== Source information ==
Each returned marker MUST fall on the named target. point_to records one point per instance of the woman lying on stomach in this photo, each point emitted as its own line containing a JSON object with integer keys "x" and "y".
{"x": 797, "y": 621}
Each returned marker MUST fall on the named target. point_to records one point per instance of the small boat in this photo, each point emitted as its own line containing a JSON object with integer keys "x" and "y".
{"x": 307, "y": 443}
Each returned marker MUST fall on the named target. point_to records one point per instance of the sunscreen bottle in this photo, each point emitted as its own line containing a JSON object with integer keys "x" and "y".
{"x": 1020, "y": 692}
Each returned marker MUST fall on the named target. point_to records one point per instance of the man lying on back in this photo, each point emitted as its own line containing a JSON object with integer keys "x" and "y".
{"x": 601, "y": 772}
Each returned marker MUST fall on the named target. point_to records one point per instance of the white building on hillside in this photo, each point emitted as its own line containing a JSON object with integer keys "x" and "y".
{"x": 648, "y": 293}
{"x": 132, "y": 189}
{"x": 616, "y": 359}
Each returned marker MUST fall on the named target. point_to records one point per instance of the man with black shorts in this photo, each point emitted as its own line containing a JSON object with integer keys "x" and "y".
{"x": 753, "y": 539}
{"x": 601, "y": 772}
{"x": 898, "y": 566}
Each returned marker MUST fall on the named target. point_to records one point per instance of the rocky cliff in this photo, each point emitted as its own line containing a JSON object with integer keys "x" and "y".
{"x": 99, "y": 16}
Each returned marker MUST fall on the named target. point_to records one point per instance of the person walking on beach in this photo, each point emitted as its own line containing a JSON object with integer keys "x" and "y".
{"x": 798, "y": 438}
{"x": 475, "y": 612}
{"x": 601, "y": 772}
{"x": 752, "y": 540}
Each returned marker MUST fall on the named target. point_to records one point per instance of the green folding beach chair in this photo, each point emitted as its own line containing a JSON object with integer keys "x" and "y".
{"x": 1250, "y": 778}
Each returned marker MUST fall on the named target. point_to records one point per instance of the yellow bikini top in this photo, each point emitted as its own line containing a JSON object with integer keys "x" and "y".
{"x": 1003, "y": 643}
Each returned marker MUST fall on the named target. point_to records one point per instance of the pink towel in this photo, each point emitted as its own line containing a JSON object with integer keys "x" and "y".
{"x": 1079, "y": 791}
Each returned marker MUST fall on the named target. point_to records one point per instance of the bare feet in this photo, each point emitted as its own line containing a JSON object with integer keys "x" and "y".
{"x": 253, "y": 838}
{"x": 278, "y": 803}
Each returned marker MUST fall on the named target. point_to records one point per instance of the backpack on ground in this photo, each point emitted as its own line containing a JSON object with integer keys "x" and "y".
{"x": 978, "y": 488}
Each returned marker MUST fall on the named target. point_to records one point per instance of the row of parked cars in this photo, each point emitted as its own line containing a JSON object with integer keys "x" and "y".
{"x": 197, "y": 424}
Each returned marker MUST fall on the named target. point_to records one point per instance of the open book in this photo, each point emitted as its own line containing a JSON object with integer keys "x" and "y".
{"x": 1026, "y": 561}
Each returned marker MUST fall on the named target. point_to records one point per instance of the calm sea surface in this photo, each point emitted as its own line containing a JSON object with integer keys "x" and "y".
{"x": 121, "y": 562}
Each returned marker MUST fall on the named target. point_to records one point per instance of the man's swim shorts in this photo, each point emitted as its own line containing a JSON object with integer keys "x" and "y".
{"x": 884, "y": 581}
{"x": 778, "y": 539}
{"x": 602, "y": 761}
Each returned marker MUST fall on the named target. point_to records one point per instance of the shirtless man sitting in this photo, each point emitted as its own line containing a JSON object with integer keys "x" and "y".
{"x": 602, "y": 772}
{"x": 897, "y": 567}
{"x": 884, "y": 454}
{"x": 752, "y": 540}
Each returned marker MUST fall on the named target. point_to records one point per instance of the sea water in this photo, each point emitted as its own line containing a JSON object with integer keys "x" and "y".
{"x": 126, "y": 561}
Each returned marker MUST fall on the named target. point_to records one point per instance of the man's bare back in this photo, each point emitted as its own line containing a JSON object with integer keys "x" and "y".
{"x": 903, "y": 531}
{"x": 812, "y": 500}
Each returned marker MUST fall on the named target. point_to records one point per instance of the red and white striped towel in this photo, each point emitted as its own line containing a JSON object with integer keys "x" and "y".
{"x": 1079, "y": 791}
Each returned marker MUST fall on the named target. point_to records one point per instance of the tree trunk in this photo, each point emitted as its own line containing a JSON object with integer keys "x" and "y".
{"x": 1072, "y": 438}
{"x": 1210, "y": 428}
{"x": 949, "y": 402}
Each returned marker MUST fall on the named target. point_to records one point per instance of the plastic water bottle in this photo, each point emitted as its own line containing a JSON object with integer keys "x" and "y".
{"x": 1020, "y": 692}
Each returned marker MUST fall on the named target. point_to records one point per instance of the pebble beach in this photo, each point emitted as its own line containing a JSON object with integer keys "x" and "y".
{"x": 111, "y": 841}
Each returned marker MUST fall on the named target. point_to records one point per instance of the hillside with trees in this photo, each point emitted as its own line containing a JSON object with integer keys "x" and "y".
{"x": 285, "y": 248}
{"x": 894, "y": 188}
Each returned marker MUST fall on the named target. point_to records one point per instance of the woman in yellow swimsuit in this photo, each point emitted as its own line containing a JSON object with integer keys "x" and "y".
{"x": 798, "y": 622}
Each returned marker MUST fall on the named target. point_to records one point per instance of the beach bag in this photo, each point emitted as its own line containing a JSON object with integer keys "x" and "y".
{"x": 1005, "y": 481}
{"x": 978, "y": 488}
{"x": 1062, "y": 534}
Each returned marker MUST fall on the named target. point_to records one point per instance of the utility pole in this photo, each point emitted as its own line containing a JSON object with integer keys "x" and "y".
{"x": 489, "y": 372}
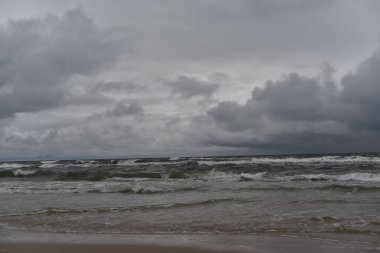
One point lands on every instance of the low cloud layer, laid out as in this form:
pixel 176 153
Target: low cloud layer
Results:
pixel 188 87
pixel 303 114
pixel 131 78
pixel 39 57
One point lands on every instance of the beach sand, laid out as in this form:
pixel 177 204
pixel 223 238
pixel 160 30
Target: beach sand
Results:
pixel 34 242
pixel 102 248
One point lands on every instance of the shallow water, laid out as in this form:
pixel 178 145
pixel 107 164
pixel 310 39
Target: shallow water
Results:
pixel 333 194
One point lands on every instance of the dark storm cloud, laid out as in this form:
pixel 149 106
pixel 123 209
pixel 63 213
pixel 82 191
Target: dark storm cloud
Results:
pixel 188 87
pixel 301 114
pixel 39 56
pixel 120 110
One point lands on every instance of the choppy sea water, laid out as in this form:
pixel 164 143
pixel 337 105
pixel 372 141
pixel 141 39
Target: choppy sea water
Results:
pixel 298 194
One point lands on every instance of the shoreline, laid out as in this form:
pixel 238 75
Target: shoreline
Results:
pixel 12 241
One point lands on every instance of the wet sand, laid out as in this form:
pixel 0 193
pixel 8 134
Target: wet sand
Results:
pixel 13 241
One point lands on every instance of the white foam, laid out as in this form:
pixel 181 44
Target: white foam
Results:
pixel 13 165
pixel 315 177
pixel 256 176
pixel 126 162
pixel 366 177
pixel 322 159
pixel 20 172
pixel 48 162
pixel 48 165
pixel 203 162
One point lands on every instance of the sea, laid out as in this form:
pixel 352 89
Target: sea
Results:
pixel 303 195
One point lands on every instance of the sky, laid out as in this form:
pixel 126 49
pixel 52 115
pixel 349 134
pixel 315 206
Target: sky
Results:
pixel 139 78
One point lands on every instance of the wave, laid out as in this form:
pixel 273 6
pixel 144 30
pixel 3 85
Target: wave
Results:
pixel 57 211
pixel 351 188
pixel 20 172
pixel 322 159
pixel 14 165
pixel 253 177
pixel 364 177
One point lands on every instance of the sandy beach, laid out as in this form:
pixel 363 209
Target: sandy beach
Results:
pixel 83 248
pixel 12 241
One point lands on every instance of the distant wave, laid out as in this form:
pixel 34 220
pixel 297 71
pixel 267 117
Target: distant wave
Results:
pixel 257 176
pixel 365 177
pixel 14 165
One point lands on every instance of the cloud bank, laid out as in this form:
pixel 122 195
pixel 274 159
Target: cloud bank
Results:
pixel 303 114
pixel 134 79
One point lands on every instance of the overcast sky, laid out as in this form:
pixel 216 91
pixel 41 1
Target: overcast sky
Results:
pixel 127 78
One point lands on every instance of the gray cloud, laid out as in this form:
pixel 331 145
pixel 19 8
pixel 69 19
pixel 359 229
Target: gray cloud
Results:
pixel 300 114
pixel 70 83
pixel 124 110
pixel 188 87
pixel 38 57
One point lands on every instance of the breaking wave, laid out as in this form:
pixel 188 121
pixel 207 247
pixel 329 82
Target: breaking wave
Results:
pixel 365 177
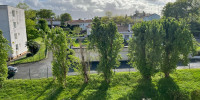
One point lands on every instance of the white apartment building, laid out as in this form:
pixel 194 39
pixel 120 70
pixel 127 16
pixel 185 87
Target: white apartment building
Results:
pixel 12 24
pixel 81 23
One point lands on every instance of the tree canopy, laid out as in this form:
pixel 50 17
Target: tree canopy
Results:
pixel 45 13
pixel 145 47
pixel 4 56
pixel 63 57
pixel 160 45
pixel 108 42
pixel 65 17
pixel 185 9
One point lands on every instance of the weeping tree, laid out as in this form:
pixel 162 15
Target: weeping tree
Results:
pixel 145 48
pixel 84 65
pixel 63 57
pixel 4 56
pixel 178 43
pixel 107 42
pixel 43 25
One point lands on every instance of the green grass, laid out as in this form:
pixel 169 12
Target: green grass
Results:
pixel 84 43
pixel 37 57
pixel 124 86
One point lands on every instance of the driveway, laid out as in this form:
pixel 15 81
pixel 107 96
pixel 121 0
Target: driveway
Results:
pixel 42 69
pixel 37 69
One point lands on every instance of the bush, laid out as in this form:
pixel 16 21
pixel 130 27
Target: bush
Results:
pixel 29 54
pixel 33 46
pixel 195 95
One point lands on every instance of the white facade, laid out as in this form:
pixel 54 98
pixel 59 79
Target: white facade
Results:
pixel 84 25
pixel 14 30
pixel 152 17
pixel 89 30
pixel 54 23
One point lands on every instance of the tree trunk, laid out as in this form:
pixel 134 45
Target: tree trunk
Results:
pixel 167 74
pixel 84 65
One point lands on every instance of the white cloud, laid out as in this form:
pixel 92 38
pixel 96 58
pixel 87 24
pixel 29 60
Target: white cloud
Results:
pixel 97 10
pixel 91 8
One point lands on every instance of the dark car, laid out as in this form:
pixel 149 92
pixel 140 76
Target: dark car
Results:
pixel 11 71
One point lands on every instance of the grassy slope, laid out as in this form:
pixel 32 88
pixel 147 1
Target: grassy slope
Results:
pixel 124 86
pixel 37 57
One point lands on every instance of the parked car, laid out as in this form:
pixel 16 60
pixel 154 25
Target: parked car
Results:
pixel 11 71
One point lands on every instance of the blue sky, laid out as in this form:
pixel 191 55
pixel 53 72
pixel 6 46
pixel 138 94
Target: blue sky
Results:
pixel 90 8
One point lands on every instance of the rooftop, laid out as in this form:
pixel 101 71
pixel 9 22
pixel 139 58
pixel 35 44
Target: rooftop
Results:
pixel 74 22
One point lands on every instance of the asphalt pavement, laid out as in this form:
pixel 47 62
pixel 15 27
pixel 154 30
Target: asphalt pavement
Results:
pixel 42 69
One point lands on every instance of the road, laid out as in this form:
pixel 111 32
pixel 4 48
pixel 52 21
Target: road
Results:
pixel 42 69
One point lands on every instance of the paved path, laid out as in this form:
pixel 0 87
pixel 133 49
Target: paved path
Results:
pixel 37 69
pixel 40 69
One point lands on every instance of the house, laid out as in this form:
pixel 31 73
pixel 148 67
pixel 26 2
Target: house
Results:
pixel 151 17
pixel 125 31
pixel 144 16
pixel 14 30
pixel 81 23
pixel 54 23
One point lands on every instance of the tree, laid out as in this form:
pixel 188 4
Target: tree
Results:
pixel 105 19
pixel 30 16
pixel 84 66
pixel 186 9
pixel 4 56
pixel 42 23
pixel 108 14
pixel 178 43
pixel 23 6
pixel 63 57
pixel 119 19
pixel 33 47
pixel 45 13
pixel 145 48
pixel 108 42
pixel 65 17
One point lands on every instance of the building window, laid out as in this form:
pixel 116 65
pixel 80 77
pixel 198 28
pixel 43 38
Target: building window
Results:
pixel 13 13
pixel 17 47
pixel 126 37
pixel 15 35
pixel 14 24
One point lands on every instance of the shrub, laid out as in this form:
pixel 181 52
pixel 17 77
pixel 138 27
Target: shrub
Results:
pixel 33 46
pixel 29 54
pixel 195 95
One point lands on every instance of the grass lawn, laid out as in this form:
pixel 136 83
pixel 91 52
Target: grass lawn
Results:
pixel 182 85
pixel 37 57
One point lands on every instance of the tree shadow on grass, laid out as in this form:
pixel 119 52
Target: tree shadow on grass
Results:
pixel 169 90
pixel 46 88
pixel 74 97
pixel 100 94
pixel 145 89
pixel 54 93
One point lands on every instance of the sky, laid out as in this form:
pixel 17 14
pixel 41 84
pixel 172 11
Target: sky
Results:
pixel 86 9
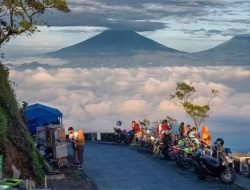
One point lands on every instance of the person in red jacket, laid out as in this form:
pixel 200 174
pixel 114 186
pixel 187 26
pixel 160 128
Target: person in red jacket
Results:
pixel 136 128
pixel 164 129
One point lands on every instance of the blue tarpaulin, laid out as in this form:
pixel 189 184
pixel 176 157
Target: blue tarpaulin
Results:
pixel 39 115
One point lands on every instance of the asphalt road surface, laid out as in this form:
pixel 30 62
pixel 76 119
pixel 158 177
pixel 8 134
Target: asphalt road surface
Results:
pixel 114 167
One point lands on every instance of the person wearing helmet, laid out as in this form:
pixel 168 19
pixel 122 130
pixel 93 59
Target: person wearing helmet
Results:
pixel 137 130
pixel 164 130
pixel 205 136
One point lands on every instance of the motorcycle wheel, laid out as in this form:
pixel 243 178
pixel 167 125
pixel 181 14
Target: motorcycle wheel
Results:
pixel 171 156
pixel 199 172
pixel 186 164
pixel 160 155
pixel 228 176
pixel 126 141
pixel 177 160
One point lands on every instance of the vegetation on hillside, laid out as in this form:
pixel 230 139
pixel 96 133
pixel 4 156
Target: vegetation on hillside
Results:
pixel 17 146
pixel 198 113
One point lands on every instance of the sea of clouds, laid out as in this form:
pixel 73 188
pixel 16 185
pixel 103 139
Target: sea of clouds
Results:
pixel 96 98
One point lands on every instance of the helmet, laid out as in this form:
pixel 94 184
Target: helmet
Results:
pixel 164 121
pixel 118 123
pixel 219 142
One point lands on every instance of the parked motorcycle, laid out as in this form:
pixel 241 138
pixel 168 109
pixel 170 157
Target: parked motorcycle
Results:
pixel 120 136
pixel 220 167
pixel 185 158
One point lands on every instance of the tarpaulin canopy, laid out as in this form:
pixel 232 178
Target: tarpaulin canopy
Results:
pixel 38 115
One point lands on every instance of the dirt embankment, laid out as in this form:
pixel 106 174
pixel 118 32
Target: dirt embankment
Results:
pixel 74 179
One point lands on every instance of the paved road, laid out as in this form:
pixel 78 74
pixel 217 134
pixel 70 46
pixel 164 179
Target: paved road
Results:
pixel 113 167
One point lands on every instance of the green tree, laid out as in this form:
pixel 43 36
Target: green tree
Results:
pixel 20 16
pixel 171 120
pixel 145 122
pixel 198 113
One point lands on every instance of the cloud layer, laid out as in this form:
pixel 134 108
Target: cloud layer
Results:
pixel 96 98
pixel 148 15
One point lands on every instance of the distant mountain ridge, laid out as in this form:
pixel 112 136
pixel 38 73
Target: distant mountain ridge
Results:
pixel 127 49
pixel 113 42
pixel 232 52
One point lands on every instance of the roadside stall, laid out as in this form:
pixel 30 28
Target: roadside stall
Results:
===
- Exercise goal
From the data above, copy each line that holds "wearing".

- Worked solution
One point lands on every instance of the person wearing helmet, laid out as in this form:
Target: person wearing helmet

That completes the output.